**EXERCISE OBJECTIVE:** Each line in the entries below that holds the word "water" belongs in the answer.

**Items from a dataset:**
+++

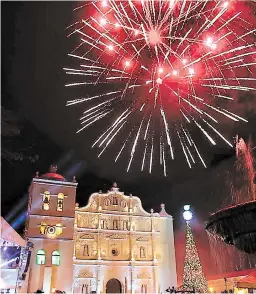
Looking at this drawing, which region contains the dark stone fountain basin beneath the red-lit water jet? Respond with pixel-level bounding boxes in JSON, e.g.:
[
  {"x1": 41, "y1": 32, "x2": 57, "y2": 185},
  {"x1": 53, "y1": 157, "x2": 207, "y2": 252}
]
[{"x1": 205, "y1": 200, "x2": 256, "y2": 254}]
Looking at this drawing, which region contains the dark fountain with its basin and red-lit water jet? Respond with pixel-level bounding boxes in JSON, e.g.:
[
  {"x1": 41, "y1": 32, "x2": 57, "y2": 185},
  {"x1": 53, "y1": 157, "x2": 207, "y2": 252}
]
[{"x1": 206, "y1": 138, "x2": 256, "y2": 254}]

+++

**ANSWER BOX:**
Looking at this drawing, which region contains the dark stone fountain basin beneath the red-lit water jet? Respond with pixel-level bounding boxes in JSON, e.g.:
Looking at this drawing, which region contains the dark fountain with its basin and red-lit water jet? Respond with pixel-level bounding boxes in JSON, e.g.:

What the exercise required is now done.